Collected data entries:
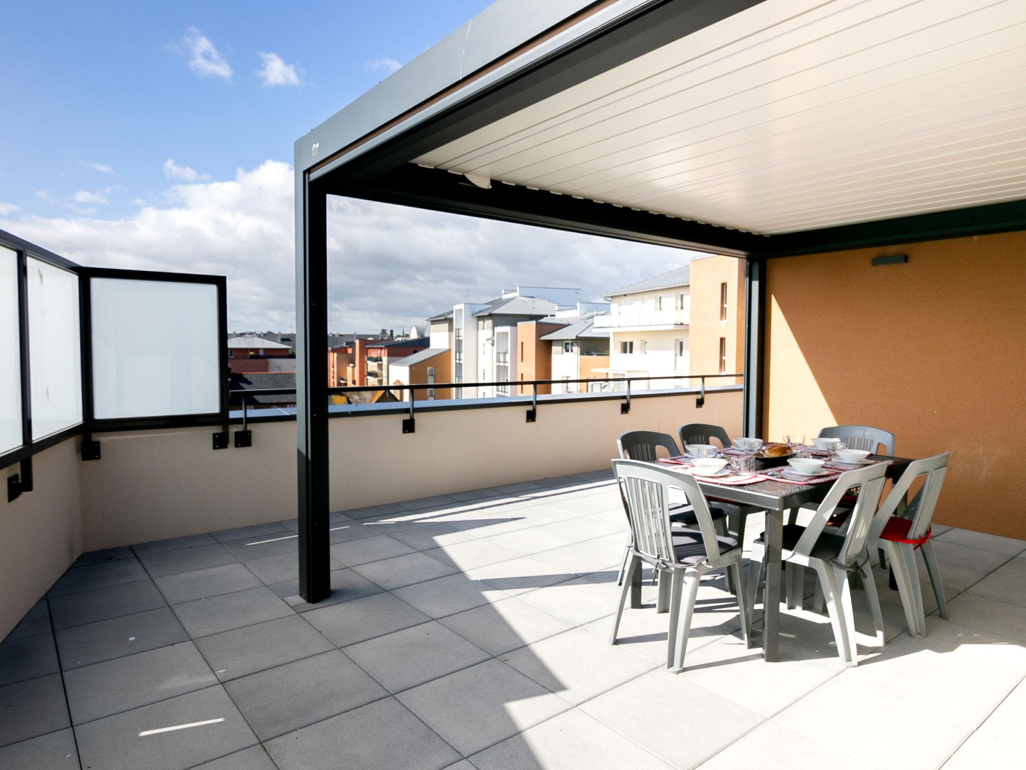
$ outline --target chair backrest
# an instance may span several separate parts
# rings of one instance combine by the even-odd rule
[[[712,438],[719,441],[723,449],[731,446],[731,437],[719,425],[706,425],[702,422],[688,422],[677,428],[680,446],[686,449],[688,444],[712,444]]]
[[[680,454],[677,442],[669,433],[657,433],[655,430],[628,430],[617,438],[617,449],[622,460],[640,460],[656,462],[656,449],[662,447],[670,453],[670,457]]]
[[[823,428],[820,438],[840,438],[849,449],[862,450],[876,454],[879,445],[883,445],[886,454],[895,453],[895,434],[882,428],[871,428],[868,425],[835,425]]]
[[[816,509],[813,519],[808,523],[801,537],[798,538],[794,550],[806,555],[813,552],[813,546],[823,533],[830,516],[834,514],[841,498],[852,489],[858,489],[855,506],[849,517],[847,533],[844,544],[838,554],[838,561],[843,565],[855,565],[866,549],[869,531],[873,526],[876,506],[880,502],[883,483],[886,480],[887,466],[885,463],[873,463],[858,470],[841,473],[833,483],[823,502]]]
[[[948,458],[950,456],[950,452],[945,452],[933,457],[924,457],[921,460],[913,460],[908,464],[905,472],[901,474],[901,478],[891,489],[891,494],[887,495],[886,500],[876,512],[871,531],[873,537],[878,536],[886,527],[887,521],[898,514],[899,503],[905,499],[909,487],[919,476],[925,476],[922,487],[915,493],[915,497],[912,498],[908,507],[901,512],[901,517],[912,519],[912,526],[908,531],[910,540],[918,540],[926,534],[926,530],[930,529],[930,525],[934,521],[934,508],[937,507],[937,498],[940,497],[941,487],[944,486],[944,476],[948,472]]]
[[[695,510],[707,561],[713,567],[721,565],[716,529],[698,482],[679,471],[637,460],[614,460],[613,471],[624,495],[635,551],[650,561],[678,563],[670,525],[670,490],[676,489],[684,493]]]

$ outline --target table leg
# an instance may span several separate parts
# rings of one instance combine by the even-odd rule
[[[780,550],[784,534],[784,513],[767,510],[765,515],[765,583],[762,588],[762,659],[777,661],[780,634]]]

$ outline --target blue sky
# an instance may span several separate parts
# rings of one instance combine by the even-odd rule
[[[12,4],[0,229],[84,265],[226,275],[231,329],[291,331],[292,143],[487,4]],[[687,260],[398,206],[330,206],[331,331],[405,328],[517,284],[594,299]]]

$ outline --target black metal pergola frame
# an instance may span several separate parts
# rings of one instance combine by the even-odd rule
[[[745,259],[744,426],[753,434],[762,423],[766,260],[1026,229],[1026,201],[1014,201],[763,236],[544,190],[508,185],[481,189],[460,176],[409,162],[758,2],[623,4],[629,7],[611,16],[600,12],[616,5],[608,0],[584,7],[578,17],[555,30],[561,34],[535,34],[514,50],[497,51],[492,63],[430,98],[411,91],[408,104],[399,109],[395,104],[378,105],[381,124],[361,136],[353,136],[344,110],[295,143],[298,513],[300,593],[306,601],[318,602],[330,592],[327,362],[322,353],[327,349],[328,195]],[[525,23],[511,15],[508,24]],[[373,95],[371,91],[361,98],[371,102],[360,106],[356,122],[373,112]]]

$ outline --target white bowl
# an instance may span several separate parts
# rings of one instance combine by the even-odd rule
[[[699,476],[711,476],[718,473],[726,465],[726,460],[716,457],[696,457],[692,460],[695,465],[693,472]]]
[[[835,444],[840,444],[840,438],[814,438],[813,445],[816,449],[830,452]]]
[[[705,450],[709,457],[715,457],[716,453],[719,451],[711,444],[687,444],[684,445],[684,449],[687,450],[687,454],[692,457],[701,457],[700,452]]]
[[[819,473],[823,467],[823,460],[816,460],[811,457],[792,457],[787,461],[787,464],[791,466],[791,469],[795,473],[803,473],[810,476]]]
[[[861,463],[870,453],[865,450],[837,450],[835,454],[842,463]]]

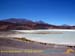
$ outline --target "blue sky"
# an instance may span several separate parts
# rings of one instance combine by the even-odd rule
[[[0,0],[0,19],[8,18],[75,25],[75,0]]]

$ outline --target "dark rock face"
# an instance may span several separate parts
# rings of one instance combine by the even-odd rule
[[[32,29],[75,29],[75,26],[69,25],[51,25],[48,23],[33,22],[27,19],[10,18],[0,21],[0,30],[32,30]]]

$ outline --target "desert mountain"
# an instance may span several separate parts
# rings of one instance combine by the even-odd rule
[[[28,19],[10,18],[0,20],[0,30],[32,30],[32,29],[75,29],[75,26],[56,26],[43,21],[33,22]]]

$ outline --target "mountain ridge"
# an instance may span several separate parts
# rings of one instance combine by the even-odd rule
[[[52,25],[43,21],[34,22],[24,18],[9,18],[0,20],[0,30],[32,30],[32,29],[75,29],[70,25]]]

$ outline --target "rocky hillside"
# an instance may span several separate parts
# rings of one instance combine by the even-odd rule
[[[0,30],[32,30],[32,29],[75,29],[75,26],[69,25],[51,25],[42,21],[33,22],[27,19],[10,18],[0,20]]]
...
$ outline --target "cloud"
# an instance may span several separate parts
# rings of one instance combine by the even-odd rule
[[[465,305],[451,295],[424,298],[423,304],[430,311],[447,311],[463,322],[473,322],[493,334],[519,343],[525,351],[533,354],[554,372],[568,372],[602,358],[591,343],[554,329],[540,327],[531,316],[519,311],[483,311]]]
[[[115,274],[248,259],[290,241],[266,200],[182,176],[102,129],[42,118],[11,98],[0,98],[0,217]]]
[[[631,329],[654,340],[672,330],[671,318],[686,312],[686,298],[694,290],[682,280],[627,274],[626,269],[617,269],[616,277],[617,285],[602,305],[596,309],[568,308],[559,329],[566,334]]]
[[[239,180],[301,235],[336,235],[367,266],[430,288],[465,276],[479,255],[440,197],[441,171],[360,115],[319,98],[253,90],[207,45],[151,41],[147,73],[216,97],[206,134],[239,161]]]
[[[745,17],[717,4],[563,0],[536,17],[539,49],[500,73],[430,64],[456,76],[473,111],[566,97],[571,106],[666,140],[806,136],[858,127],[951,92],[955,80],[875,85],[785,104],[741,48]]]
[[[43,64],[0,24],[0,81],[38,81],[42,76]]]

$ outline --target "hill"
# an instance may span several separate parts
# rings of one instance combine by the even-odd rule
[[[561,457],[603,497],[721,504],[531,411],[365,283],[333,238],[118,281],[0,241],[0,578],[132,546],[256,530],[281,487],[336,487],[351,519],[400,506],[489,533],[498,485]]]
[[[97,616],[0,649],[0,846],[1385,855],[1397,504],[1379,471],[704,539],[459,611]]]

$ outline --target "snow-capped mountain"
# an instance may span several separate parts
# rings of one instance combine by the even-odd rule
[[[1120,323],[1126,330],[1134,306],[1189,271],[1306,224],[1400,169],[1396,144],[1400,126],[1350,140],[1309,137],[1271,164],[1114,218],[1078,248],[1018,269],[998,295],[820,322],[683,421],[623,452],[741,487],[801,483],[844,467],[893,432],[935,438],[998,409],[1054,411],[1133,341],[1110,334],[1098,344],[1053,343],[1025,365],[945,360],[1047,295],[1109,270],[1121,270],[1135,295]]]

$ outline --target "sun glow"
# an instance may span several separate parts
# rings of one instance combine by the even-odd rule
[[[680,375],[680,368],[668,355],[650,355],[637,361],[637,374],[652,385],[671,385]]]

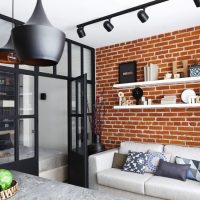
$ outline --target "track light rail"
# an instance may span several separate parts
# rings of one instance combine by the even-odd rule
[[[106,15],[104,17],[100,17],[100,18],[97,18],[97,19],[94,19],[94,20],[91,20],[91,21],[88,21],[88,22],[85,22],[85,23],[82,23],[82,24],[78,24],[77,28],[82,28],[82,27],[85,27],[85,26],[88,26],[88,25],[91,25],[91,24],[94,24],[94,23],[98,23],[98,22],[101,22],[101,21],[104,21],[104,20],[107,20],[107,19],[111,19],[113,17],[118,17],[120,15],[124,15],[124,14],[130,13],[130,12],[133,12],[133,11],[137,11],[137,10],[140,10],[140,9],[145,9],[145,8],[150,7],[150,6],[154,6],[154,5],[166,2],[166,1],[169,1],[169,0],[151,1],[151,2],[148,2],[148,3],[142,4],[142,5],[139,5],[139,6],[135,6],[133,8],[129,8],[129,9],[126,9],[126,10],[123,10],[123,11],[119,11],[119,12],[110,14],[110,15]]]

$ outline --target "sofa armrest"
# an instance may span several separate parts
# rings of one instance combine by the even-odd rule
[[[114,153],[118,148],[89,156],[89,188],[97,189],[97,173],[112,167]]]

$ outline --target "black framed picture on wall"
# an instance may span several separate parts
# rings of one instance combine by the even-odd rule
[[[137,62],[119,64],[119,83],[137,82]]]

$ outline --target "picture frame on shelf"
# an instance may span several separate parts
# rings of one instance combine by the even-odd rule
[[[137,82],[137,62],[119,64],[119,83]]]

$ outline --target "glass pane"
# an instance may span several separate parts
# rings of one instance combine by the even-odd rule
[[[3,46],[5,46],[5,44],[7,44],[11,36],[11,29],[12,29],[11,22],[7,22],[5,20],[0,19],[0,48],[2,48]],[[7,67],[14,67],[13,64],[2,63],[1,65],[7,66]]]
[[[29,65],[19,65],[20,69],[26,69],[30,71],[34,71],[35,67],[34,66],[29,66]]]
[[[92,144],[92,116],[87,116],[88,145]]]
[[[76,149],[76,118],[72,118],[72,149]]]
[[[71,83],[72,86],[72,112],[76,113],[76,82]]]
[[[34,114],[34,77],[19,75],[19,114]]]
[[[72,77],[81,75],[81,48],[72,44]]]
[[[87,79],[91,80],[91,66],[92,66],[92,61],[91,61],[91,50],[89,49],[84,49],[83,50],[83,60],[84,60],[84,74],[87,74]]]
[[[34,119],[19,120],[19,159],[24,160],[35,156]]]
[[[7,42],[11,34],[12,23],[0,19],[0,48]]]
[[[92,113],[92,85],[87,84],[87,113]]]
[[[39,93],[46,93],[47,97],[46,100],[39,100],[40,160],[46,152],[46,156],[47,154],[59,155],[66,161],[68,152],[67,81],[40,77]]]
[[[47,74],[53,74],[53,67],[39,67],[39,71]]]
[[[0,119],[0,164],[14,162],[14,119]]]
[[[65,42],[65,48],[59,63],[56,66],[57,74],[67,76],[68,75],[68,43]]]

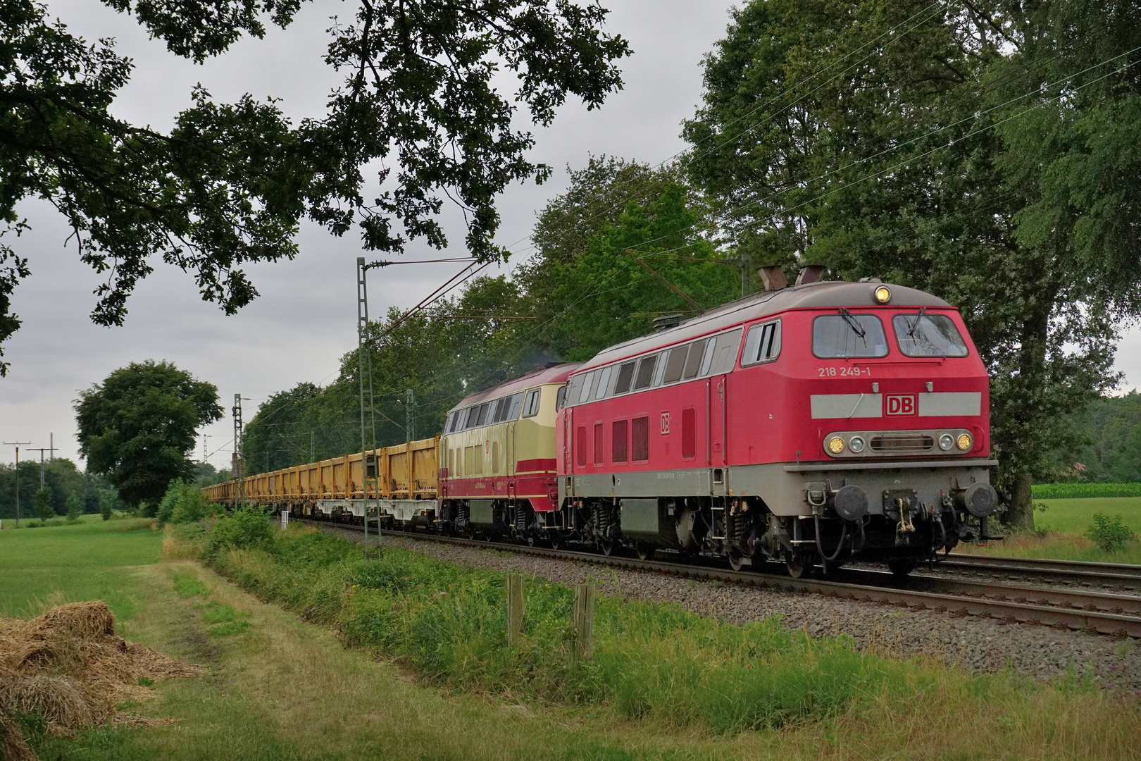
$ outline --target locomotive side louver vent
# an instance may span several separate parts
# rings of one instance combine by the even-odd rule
* * *
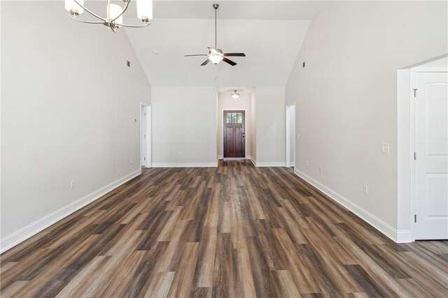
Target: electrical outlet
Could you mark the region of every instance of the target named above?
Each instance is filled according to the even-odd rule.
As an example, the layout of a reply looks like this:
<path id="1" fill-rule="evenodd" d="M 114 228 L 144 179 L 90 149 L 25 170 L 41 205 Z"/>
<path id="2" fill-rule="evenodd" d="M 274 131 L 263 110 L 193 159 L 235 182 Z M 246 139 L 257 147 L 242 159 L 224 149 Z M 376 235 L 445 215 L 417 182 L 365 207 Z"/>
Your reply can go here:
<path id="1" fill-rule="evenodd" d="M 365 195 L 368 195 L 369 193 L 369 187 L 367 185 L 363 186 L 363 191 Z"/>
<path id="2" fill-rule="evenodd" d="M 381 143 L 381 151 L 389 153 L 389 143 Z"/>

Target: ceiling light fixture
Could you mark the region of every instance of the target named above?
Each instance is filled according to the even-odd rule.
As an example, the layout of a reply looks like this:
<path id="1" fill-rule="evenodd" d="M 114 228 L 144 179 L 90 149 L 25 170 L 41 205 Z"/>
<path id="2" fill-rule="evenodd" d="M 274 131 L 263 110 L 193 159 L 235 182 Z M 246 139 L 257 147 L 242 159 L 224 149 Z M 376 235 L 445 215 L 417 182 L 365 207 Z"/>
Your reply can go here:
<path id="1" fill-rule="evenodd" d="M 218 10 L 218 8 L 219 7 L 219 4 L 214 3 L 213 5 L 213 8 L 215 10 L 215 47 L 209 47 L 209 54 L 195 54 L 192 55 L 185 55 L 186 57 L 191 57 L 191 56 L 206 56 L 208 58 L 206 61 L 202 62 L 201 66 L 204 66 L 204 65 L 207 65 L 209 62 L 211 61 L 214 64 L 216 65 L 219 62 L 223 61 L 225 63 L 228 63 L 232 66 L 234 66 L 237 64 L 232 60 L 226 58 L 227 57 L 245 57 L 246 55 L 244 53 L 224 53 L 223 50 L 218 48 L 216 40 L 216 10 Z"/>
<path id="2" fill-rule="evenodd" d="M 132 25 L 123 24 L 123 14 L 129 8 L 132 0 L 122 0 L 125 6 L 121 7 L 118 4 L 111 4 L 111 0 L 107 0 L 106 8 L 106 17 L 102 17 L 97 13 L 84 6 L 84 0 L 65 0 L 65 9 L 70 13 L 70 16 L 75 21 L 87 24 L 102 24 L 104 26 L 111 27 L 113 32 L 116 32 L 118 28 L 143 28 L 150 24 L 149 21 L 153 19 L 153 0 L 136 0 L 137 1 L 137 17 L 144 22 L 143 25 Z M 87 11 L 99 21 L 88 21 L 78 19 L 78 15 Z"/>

▶ Work instructions:
Which lines of the records contain the string "picture"? Copy each of them, treating uppercase and lowercase as different.

▶ Result of the exercise:
$ outline --target "black framed picture on wall"
$ outline --target "picture frame on shelf"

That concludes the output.